TO DO => Going line by line through the entries, count those containing "below" and state only the result.

EXERCISE DATA =>
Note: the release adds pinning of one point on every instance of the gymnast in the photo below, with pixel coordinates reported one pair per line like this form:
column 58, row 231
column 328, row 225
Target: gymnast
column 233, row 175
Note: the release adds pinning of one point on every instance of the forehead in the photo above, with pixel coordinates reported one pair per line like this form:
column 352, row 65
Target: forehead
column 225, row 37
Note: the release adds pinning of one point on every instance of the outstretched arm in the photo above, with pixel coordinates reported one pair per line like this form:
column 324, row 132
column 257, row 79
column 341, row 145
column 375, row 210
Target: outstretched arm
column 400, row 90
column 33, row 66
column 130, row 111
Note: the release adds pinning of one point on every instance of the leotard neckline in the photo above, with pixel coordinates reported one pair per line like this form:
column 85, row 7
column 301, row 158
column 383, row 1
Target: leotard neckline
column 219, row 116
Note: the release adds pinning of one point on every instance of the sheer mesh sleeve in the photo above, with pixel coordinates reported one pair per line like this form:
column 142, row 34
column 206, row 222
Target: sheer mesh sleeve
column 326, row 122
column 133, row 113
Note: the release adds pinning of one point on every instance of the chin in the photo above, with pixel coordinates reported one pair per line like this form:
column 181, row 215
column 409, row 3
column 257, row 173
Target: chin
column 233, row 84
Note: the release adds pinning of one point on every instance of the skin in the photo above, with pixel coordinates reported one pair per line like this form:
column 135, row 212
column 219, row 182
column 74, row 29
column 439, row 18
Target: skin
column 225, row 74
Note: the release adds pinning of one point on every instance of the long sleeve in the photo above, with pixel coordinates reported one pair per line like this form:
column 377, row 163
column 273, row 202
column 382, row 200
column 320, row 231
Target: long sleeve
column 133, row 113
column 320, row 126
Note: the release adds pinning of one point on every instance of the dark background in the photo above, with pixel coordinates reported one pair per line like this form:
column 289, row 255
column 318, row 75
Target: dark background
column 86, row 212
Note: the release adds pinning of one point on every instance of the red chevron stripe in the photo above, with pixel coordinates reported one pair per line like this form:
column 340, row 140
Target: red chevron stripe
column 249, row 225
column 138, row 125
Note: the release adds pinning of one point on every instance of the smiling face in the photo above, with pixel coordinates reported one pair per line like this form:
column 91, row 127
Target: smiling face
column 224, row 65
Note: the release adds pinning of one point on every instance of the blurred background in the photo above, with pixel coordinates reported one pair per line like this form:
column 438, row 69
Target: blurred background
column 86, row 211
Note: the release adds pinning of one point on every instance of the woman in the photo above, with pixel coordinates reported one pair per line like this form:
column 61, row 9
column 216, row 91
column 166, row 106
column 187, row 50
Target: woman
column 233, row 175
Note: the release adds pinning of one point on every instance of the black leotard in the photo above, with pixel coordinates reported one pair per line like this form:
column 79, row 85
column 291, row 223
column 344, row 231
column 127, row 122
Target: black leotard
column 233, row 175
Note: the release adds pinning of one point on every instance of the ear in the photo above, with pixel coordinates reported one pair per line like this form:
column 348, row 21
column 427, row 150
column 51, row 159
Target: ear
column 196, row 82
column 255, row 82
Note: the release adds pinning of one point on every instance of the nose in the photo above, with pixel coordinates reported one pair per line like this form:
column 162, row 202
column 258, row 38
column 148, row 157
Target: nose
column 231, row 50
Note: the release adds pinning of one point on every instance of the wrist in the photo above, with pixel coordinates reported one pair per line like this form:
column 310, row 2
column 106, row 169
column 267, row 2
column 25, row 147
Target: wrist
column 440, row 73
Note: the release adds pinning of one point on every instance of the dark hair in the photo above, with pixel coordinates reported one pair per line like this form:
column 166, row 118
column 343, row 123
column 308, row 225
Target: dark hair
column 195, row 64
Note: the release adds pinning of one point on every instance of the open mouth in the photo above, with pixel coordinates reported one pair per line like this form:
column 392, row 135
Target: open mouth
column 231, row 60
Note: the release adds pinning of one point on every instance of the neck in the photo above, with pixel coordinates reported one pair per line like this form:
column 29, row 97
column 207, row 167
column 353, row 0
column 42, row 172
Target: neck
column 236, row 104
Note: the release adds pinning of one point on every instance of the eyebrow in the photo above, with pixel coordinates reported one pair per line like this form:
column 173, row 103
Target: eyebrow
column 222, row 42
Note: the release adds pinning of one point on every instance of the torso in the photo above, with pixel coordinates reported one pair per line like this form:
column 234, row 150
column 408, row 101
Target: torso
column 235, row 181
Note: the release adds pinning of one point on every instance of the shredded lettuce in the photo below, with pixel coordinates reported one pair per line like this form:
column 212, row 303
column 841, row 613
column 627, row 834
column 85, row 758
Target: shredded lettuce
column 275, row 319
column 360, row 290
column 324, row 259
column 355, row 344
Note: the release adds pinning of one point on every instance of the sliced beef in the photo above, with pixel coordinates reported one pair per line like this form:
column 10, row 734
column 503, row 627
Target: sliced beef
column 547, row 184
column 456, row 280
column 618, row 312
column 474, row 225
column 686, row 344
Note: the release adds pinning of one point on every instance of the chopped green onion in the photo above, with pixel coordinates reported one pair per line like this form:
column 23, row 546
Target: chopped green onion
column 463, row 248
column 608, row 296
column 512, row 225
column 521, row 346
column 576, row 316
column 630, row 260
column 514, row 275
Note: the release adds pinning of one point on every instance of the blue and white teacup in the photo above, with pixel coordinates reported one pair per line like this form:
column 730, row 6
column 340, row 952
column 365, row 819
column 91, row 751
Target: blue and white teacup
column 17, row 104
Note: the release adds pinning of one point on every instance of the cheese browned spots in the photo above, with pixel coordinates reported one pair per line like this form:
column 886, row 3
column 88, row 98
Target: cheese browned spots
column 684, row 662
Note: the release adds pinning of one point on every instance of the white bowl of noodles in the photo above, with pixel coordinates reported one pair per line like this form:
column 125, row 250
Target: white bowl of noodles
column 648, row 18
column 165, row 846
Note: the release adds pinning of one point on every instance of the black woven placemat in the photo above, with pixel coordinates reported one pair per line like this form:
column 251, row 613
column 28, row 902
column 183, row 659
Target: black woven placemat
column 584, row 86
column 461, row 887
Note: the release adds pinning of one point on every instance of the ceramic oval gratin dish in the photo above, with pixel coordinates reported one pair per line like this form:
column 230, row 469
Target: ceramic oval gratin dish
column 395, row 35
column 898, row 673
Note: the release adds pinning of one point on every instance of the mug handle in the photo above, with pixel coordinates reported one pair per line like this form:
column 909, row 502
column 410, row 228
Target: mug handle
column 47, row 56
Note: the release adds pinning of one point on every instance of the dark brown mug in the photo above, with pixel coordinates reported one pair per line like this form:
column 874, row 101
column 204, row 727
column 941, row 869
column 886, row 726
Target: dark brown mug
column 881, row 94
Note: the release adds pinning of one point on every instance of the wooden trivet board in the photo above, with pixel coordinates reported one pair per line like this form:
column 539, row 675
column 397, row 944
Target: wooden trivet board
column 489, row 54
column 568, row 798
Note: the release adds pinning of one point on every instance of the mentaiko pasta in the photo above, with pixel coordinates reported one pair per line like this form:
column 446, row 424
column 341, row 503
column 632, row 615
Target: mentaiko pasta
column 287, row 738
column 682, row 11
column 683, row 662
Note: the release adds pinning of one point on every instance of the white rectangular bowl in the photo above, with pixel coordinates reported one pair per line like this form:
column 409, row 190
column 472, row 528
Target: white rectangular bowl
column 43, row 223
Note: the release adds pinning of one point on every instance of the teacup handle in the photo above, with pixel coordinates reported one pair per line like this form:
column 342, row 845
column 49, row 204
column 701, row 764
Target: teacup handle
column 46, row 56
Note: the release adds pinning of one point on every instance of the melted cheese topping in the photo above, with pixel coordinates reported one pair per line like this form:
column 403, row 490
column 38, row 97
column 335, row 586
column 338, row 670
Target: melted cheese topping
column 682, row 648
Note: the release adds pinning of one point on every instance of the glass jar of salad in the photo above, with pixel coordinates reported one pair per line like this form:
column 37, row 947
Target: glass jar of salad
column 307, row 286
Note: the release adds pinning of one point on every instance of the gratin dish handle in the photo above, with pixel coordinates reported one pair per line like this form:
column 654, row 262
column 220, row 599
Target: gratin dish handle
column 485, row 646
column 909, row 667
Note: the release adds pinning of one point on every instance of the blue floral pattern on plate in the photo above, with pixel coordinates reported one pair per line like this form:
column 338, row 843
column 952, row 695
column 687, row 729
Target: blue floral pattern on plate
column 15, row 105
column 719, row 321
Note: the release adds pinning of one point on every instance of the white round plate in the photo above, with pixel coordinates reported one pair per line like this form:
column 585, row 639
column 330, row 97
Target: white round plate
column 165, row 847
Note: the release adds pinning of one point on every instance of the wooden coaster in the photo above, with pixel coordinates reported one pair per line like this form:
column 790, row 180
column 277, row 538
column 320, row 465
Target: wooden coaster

SOLUTION TO THIS PROBLEM => 2